#### [STUDY MATERIAL]
⟨
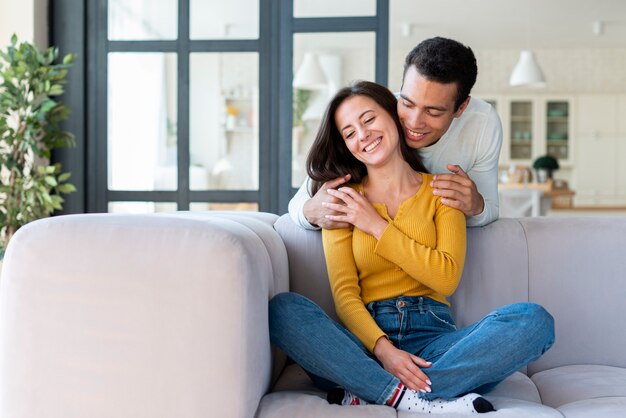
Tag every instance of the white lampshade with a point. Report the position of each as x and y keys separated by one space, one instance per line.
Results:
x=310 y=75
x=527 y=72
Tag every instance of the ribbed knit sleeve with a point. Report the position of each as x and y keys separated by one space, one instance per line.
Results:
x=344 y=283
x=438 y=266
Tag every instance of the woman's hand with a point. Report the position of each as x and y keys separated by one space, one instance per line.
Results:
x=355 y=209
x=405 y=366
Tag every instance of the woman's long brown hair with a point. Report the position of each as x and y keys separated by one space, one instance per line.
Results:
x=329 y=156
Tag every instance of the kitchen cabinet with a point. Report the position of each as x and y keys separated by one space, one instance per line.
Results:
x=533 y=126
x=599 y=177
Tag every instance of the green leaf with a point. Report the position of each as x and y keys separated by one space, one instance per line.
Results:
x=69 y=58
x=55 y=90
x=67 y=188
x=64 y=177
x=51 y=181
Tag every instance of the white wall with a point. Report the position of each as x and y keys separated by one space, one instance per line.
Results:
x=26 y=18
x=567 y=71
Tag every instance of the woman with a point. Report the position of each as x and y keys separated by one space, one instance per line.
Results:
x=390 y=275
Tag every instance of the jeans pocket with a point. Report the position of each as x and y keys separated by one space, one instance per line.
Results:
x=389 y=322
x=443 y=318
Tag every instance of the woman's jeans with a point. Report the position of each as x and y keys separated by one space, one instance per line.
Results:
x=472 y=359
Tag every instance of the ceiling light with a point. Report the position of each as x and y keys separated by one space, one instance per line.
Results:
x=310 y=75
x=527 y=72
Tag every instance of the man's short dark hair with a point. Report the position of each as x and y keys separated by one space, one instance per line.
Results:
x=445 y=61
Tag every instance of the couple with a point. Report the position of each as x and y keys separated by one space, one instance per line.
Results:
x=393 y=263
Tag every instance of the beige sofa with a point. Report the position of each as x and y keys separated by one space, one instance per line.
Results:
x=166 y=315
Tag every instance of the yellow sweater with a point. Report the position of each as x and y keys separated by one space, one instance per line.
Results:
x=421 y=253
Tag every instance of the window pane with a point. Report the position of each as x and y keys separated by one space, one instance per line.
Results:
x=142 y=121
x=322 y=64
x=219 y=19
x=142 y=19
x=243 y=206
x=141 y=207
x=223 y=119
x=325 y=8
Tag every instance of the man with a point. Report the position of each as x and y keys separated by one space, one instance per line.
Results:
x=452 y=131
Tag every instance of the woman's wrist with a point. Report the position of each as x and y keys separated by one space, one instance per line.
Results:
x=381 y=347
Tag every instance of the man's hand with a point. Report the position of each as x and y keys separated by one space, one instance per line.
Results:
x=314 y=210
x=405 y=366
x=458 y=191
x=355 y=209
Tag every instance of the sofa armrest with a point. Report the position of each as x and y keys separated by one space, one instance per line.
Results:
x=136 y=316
⟩
#### [ABOUT THIS EXERCISE]
Output each of the lines above exactly, apart from the images.

#### [RESPONSE]
Tag every instance of the white lampshade with a point. Report the position of each as x and y keys separated by one space, one instance per line.
Results:
x=310 y=75
x=527 y=72
Tag every instance of the ribbed knit sleeve with a point. Report the position of each as x and y keys separated by one space, one instance per line.
Results:
x=344 y=283
x=438 y=266
Tag every instance of the woman's hand with a point. Report the position of each as x and y keys separated by one space, one instance per line.
Results:
x=355 y=209
x=405 y=366
Tag every instance of the woman's long brown hair with a point. Report the position of each as x and y keys separated by one space, one instance per line.
Results:
x=329 y=156
Tag every instance of the kitchen cabinet with a point. Report the position of each as x and y keys separated by one space, one instance per line.
Results:
x=533 y=126
x=599 y=177
Tag every instance of the green leaf with a point. Report the position of each as x and y keys separated by one space, one instance per line.
Results:
x=69 y=58
x=55 y=90
x=67 y=188
x=64 y=177
x=51 y=181
Tag every instance of the white wall with a point. Report the position of each as x and y keys separated by one space, one instance per line.
Results:
x=26 y=18
x=567 y=71
Tag every instance of the woman with a point. Report the position of each as x and y keys separated by one space, one instance per line.
Results:
x=390 y=275
Tag every instance of the jeans pocket with a point. Report the position of each as x and y keys separated by one space, one instance per line.
Results:
x=389 y=322
x=443 y=318
Tag every instance of the woman's jeans with a point. Report the position of each as x and y keys separated by one space, one instance per line.
Results:
x=472 y=359
Tag every instance of the ceiling light with a point. Report the position of each as x and y keys separated by one space, one instance per line.
Results:
x=310 y=75
x=527 y=72
Tag every instance of the man's short dark hair with a point. Report the position of each as x and y keys separated by one space, one instance per line.
Results:
x=445 y=61
Tag every instance of the couple with a point. Report the position of each as x and y keys separated by one space, one instance per line.
Results:
x=393 y=263
Tag every instance of the beige sofa with a point. Report the position of each as x and y keys separated by one space, one instance per line.
Results:
x=166 y=315
Tag every instance of the yellow sweater with a point. Report the position of each as x and y keys separated by one space, one instance per line.
Results:
x=421 y=253
Tag every instance of the window pane with a point. Report the position of each as x and y keys separated by one space, one instance per line.
Results:
x=142 y=121
x=322 y=64
x=219 y=19
x=142 y=19
x=243 y=206
x=141 y=207
x=223 y=119
x=325 y=8
Tag every instance of the man with a point. Report the position of each as x and y keys separated by one space, one instance per line.
Results:
x=452 y=131
Tag every instance of the woman's wrist with a point. Report the position of each as x and y keys separated by one space, one instance per line.
Results:
x=381 y=347
Tag every instance of the man's hand with a point. Report the position of each as x and y keys separated by one space, one instance per line.
Results:
x=314 y=210
x=405 y=366
x=458 y=191
x=355 y=209
Tag every instance of the sofa armrest with a point. Report the position of each as x and y keys separated by one space, one instance per line.
Results:
x=136 y=316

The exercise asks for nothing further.